• **Extracted text**
....
I like to joke that I had my mid-life crisis early. As I was about to turn thirty, when I was still working at the law firm as a records manager, I asked myself if this was the work that I truly wanted to do. And the answer was no. Teaching always had an attraction for me, but I was so burned out after graduating from college, and the teaching job prospects then were not good, that I entered the private sector. But teaching continued to call to me. With Kelley’s full and enthusiastic support, I quit my job at the law firm, and enrolled at San Francisco State University to earn my teaching credential.
During my student teaching semester, my master teacher heard about an available position at an elementary school, where he knew the principal; they had gone through the administrative credential program together. One day, he introduced me to her. She asked me back a few days later to teach a lesson, and a couple of days after that, she offered me the job. With the full support of my master teacher and my supervisor at San Francisco State, in November, I took over that classroom, a 3rd/4th grade combination class until the end of the school year. I have been at that school, Lafayette Elementary, ever since, mostly teaching fifth grade students.
....
• **Supplied records**
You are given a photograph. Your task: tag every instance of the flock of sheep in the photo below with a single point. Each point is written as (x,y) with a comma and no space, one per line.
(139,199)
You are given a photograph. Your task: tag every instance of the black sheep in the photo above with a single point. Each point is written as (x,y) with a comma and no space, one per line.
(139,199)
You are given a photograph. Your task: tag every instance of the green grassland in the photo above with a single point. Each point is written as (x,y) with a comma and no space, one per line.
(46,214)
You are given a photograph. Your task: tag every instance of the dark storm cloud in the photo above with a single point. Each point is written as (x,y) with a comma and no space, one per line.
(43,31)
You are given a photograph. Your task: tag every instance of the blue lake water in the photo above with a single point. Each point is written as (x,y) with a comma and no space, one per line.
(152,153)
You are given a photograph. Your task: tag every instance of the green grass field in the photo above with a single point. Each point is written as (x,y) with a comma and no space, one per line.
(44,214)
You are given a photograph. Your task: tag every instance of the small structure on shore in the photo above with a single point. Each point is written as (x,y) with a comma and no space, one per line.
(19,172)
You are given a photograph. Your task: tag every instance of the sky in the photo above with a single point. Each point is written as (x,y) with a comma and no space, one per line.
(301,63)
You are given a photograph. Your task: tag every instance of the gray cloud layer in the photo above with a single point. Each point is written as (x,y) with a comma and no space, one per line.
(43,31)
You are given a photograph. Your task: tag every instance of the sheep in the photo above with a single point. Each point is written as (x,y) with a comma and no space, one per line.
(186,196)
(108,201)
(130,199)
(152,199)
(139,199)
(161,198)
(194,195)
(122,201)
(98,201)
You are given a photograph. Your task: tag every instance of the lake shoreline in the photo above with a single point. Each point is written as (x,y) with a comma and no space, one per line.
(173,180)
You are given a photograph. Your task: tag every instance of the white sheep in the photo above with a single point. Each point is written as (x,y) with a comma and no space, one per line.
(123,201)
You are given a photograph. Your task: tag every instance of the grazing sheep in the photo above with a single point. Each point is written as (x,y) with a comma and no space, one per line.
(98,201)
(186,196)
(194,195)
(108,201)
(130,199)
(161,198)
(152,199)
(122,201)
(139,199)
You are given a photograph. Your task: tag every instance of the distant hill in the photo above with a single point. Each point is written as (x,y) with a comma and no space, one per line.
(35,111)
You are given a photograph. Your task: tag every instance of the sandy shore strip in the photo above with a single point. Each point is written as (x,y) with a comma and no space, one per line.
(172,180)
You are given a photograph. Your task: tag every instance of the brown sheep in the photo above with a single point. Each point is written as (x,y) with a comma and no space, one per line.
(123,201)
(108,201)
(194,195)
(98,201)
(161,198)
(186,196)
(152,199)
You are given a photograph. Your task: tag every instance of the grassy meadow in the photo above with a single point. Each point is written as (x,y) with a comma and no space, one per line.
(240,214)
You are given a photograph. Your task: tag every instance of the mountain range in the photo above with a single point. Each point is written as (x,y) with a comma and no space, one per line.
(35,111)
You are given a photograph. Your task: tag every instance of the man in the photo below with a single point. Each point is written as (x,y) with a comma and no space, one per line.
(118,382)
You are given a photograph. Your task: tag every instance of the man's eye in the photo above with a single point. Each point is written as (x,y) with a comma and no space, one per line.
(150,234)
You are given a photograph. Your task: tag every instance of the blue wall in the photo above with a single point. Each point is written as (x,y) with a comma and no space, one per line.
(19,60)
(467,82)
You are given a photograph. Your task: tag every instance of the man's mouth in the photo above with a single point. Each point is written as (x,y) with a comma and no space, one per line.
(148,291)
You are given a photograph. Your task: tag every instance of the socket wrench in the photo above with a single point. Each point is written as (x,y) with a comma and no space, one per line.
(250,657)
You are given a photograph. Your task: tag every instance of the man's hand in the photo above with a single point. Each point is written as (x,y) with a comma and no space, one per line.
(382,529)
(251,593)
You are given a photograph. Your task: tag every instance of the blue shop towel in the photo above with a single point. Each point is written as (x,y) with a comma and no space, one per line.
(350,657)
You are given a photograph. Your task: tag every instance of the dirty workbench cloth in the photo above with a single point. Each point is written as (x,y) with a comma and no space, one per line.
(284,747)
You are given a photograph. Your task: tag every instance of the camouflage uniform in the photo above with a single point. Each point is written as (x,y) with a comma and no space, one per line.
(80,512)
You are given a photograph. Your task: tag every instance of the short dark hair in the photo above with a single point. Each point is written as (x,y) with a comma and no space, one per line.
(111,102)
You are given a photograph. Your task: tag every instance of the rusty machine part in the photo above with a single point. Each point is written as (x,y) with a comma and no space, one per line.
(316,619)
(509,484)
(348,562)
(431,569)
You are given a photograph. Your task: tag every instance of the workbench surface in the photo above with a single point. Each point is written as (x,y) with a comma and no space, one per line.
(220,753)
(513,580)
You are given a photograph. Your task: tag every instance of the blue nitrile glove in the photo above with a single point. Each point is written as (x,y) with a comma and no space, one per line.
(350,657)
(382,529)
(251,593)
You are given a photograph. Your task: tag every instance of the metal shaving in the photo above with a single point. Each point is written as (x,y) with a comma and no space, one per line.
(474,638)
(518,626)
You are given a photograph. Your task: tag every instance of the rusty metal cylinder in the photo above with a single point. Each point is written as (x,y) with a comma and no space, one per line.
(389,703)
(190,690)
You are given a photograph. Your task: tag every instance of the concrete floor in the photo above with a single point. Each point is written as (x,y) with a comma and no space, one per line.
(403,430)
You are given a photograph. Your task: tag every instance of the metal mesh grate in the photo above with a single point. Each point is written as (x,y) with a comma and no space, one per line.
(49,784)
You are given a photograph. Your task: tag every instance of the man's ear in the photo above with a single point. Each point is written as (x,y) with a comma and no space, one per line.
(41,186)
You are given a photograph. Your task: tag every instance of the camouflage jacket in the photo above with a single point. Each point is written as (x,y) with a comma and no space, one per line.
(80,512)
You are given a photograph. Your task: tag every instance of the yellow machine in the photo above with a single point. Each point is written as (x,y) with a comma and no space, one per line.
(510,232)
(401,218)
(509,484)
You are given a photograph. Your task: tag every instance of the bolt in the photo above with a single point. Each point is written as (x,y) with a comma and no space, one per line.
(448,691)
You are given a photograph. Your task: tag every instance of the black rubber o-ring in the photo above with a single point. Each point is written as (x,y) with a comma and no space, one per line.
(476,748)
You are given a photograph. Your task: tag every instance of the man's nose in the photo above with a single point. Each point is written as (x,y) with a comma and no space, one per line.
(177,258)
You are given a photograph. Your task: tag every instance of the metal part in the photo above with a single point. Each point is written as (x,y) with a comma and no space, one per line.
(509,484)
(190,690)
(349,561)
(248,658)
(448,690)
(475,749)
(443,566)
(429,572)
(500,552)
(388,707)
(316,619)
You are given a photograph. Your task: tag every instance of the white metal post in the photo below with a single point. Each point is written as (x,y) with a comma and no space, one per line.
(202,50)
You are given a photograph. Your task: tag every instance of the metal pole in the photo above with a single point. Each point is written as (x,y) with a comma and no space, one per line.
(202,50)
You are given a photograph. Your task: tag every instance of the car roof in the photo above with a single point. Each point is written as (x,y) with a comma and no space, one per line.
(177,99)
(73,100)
....
• **Set tasks**
- 1) Reproduce everything in the account of the move into teaching from "I like to joke" down to "my teaching credential.", word for word.
- 2) According to the account of the move into teaching, at which university did the writer enroll to earn a teaching credential?
The items play no part in the work that follows from this account of a move into teaching.

• **Solved problems**
- 1)
I like to joke that I had my mid-life crisis early. As I was about to turn thirty, when I was still working at the law firm as a records manager, I asked myself if this was the work that I truly wanted to do. And the answer was no. Teaching always had an attraction for me, but I was so burned out after graduating from college, and the teaching job prospects then were not good, that I entered the private sector. But teaching continued to call to me. With Kelley’s full and enthusiastic support, I quit my job at the law firm, and enrolled at San Francisco State University to earn my teaching credential.

- 2) San Francisco State University.